Your goal :: Count the lines in the listing below that contain the string "target", and give only that number.

Excerpts of annotation records ::
%%

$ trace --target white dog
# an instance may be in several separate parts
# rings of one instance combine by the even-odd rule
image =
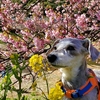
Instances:
[[[65,38],[55,42],[48,61],[62,72],[63,100],[100,100],[99,84],[87,68],[86,55],[96,60],[100,53],[89,39]]]

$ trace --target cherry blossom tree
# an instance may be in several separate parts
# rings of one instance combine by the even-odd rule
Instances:
[[[1,0],[0,6],[2,65],[15,52],[25,60],[46,52],[58,38],[90,38],[100,44],[99,0]]]

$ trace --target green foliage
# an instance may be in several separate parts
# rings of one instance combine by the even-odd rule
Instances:
[[[3,92],[3,95],[0,97],[2,100],[7,99],[7,93],[8,91],[12,92],[15,91],[18,95],[18,99],[14,100],[27,100],[27,97],[22,96],[23,93],[26,93],[24,89],[22,89],[22,71],[26,68],[27,64],[25,61],[22,62],[22,65],[20,65],[19,62],[19,55],[18,54],[12,54],[11,55],[11,62],[12,62],[12,72],[9,72],[9,69],[6,71],[6,76],[3,78],[1,84],[0,84],[0,92]],[[7,66],[7,68],[9,68]],[[14,86],[12,86],[12,80],[11,77],[14,76],[16,80],[18,81],[19,87],[18,89]],[[9,100],[9,99],[7,99]]]

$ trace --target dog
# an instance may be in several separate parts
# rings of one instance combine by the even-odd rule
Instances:
[[[61,81],[63,83],[65,94],[67,91],[72,92],[72,90],[74,90],[72,94],[70,92],[69,94],[67,93],[67,96],[65,95],[62,100],[100,100],[100,96],[98,97],[98,86],[94,86],[89,92],[87,92],[89,84],[91,82],[93,83],[94,80],[98,85],[98,79],[96,76],[95,79],[93,78],[93,81],[88,83],[88,86],[86,85],[88,79],[92,79],[89,78],[90,71],[92,70],[87,68],[87,54],[90,55],[93,61],[100,57],[100,52],[93,47],[89,39],[82,40],[77,38],[57,40],[51,50],[48,51],[48,62],[53,67],[60,69],[62,73]],[[84,84],[86,86],[84,86]],[[82,86],[84,88],[80,90],[80,87],[82,88]],[[82,91],[85,91],[85,93],[82,94]]]

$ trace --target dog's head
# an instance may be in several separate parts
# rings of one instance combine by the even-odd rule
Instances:
[[[89,39],[64,38],[55,42],[47,59],[57,68],[80,66],[88,53],[92,60],[100,54]]]

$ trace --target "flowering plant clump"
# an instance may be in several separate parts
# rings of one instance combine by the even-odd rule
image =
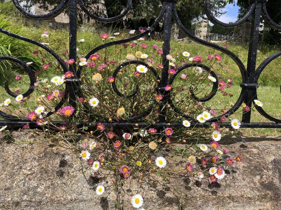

%%

In response :: 6